> [PASSAGE PROVIDED]
+ + + +
It was found that eruption earthquakes had an apparent range of depths to 4 km, but that the infrasonic signals were more consistent with a surface origin. Although a possible explanation was time error in picking emergent seismic onsets, and inaccurate
The principal objective of IMEEMS in 1986/87 was to find if the earthquake origin times were earlier than or equal to the times of visible eruption, as required by the triggering hypothesis, using video recordings of eruptions with accurate time display.
The methodology was to add TV surveillance and an LPH geophone to the existing IMESS telemetry net, and read the onset times of signals from each eruption. After R.D.R.C. had approved the proposal, NSF declined to fund Prof. Kienle's proposal to continue operating the net, or to let him remove it. He agreed that I could operate and maintain 4 seismic stations. Antarctic Division cleared this with NSF.
Purchase and cold testing of equipment began on 1 June 1986. The prototype Philips CCD camera LDH 0600 with Cosmicar C1614EX-2 autofocus lens rated to −25°C, developed a fault at −10°C, but continued working to the end of the test at −40°C. A replacement was ordered from the French factory in August but had not arrived by the time I flew south on 18 November.
Also of concern was that NSF belatedly decided to remove the IMESS net. Prof. Kienle persuaded them to leave me the top 2 stations, and advised me by telex on 21 October 1986.
On 19 November, the helicopter scheduled to service the low level stations was requested to make a high level reconnaissance of the route to the TV site, and drop equipment at the lower hut on Erebus. Messrs Dibble, Wendon, and James Barker were briefly landed there, but it was discovered that the hut was above the new landing limit of 12,000 ft pressure altitude, and the pilot was disciplined to ensure no further landings were made. My programme could now be carried out only by flying toboggans to Fang acclimatisation site, and driving up with the equipment. The decision to support this was delayed until Phil Kyle arrived on 26 November, and until then, I installed the TV receiving/recording equipment, overhauled the IMESS receivers, and improved the real time detection ability of the windless Bight Infrasonic array to Erebus eruptions.
+ + + +
> [EXCERPTED DATA]

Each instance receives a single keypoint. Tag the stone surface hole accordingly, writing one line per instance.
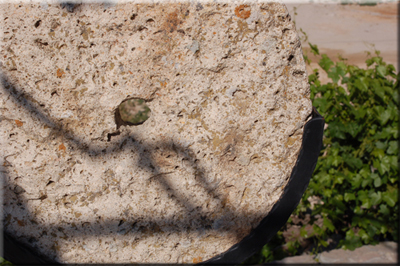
(132, 112)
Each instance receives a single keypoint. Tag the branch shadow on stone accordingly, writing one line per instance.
(195, 220)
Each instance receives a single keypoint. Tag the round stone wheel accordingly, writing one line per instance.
(227, 93)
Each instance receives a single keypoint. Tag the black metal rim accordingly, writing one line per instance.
(290, 198)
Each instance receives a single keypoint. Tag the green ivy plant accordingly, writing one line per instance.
(356, 177)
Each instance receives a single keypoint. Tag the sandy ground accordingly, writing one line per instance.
(348, 30)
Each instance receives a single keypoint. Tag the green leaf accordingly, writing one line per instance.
(381, 70)
(336, 73)
(390, 197)
(384, 209)
(349, 196)
(384, 165)
(353, 128)
(384, 117)
(376, 198)
(328, 224)
(364, 236)
(377, 182)
(393, 147)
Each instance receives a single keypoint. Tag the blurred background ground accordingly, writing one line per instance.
(348, 30)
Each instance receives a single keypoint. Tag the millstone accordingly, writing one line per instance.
(228, 96)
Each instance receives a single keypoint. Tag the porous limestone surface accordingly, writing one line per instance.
(228, 93)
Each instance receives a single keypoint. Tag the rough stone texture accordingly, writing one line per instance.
(228, 93)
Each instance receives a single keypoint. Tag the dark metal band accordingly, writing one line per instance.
(290, 198)
(19, 253)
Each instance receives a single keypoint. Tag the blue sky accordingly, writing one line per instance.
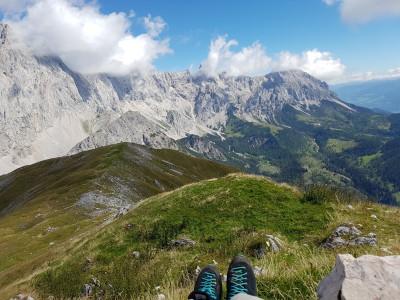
(334, 40)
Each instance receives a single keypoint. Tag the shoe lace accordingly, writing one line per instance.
(238, 282)
(208, 284)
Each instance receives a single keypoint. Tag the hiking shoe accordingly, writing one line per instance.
(241, 278)
(208, 285)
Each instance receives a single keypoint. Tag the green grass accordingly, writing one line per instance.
(339, 146)
(367, 158)
(44, 195)
(220, 216)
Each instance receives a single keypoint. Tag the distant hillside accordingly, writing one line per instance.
(49, 203)
(379, 95)
(132, 256)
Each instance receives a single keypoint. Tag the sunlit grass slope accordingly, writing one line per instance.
(39, 218)
(224, 217)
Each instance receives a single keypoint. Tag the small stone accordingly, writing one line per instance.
(95, 281)
(182, 242)
(87, 290)
(258, 271)
(363, 241)
(260, 251)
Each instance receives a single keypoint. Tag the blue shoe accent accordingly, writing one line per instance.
(208, 283)
(238, 282)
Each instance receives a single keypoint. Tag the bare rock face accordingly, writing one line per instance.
(47, 109)
(368, 277)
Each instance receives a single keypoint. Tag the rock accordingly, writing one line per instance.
(258, 271)
(87, 290)
(180, 102)
(50, 229)
(182, 242)
(363, 241)
(95, 281)
(367, 277)
(271, 244)
(159, 185)
(343, 230)
(260, 251)
(344, 236)
(198, 270)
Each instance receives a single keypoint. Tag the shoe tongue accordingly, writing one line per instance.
(200, 297)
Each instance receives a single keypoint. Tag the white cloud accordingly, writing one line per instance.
(363, 11)
(86, 40)
(365, 76)
(154, 26)
(248, 61)
(322, 65)
(330, 2)
(14, 6)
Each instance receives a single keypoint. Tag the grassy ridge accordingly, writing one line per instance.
(220, 216)
(39, 215)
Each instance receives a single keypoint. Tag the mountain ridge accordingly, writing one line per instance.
(47, 109)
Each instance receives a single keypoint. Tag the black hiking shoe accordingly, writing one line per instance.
(208, 285)
(241, 278)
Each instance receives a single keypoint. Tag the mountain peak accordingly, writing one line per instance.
(4, 28)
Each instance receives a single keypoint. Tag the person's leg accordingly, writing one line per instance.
(245, 297)
(241, 279)
(208, 285)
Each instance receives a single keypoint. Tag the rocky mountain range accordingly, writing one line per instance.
(48, 110)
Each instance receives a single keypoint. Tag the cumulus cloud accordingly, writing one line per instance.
(86, 40)
(248, 61)
(365, 76)
(363, 11)
(254, 60)
(319, 64)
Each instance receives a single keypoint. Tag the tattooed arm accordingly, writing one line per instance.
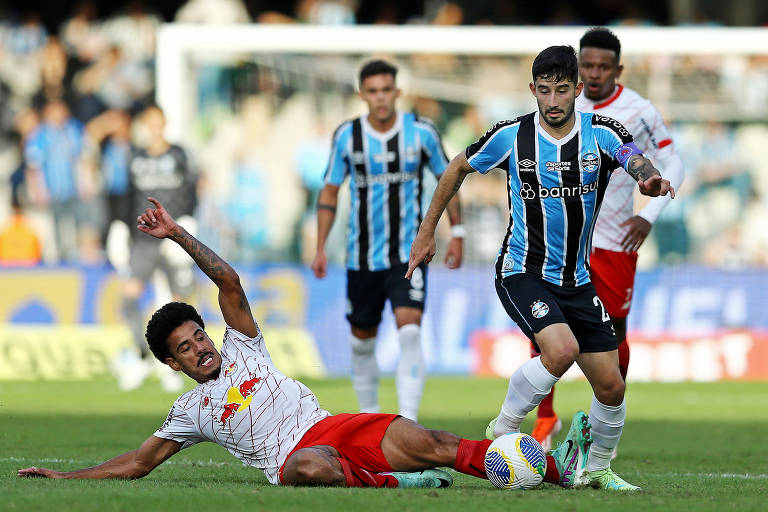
(648, 178)
(232, 300)
(423, 247)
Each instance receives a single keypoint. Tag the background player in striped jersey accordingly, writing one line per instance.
(558, 164)
(618, 231)
(384, 153)
(270, 421)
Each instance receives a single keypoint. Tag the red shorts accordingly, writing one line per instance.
(613, 274)
(357, 437)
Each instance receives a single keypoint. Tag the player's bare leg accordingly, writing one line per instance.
(316, 465)
(548, 424)
(365, 368)
(534, 379)
(607, 415)
(620, 326)
(409, 446)
(411, 369)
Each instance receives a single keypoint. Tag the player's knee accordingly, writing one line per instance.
(612, 392)
(563, 355)
(307, 467)
(439, 447)
(363, 347)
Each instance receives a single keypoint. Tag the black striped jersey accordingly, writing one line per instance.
(555, 189)
(385, 179)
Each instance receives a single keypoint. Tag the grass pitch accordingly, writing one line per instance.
(690, 446)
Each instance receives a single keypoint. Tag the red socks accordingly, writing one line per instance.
(470, 457)
(623, 358)
(358, 477)
(546, 408)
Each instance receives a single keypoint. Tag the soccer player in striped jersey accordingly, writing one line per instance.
(558, 162)
(384, 154)
(618, 231)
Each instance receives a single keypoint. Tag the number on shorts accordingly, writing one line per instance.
(598, 302)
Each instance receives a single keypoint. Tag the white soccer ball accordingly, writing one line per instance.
(515, 461)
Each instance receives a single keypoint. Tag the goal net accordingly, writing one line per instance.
(259, 104)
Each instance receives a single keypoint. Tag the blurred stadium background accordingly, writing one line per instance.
(257, 112)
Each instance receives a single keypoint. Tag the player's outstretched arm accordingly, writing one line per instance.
(454, 252)
(232, 300)
(134, 464)
(648, 178)
(423, 247)
(326, 213)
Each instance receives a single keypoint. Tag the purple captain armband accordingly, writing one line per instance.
(625, 151)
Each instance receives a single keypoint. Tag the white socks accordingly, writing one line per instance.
(365, 373)
(607, 423)
(411, 371)
(409, 377)
(527, 388)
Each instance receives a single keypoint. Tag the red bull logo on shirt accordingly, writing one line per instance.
(230, 369)
(238, 398)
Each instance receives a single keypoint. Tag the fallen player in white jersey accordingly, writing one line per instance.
(275, 423)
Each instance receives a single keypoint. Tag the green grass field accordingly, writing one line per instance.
(690, 446)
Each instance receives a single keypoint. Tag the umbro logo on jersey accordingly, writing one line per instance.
(539, 309)
(558, 166)
(528, 193)
(384, 157)
(590, 162)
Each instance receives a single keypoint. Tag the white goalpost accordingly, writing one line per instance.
(179, 45)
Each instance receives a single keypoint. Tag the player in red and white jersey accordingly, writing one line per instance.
(275, 423)
(618, 231)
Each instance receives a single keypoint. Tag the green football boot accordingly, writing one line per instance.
(571, 455)
(428, 478)
(607, 479)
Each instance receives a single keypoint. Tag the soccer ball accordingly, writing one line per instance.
(515, 461)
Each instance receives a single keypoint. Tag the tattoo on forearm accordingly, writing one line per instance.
(208, 261)
(641, 169)
(457, 185)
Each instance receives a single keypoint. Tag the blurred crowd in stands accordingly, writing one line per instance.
(69, 100)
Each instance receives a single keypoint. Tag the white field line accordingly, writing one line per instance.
(213, 463)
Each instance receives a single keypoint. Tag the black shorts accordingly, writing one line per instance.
(534, 303)
(367, 291)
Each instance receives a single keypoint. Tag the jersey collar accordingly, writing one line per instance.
(382, 135)
(614, 96)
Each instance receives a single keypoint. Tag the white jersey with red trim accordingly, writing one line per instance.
(646, 125)
(258, 414)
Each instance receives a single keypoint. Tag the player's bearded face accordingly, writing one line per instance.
(193, 352)
(599, 69)
(556, 100)
(380, 93)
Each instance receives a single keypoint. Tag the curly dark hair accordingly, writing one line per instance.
(377, 67)
(556, 63)
(601, 37)
(162, 324)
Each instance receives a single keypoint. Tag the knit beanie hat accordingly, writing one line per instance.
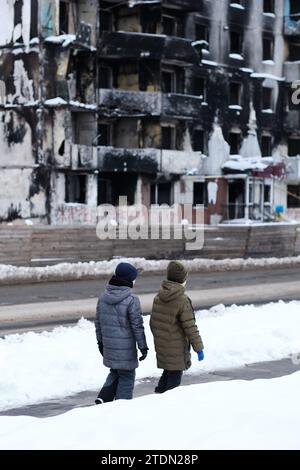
(176, 272)
(126, 272)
+ + + +
> [ASSIGNED TASK A]
Answer these about the IMEEMS passage:
(i) On what date did purchase and cold testing of equipment begin?
(ii) What was the new landing limit for the lower hut on Erebus?
(iii) Who persuaded NSF to leave the top 2 stations?
> [ASSIGNED TASK B]
Please quote everything from "On 19 November, the" down to "to Erebus eruptions." in the IMEEMS passage.

> [WRITTEN REPLY A]
(i) 1 June 1986
(ii) 12,000 ft pressure altitude
(iii) Prof. Kienle

> [WRITTEN REPLY B]
On 19 November, the helicopter scheduled to service the low level stations was requested to make a high level reconnaissance of the route to the TV site, and drop equipment at the lower hut on Erebus. Messrs Dibble, Wendon, and James Barker were briefly landed there, but it was discovered that the hut was above the new landing limit of 12,000 ft pressure altitude, and the pilot was disciplined to ensure no further landings were made. My programme could now be carried out only by flying toboggans to Fang acclimatisation site, and driving up with the equipment. The decision to support this was delayed until Phil Kyle arrived on 26 November, and until then, I installed the TV receiving/recording equipment, overhauled the IMESS receivers, and improved the real time detection ability of the windless Bight Infrasonic array to Erebus eruptions.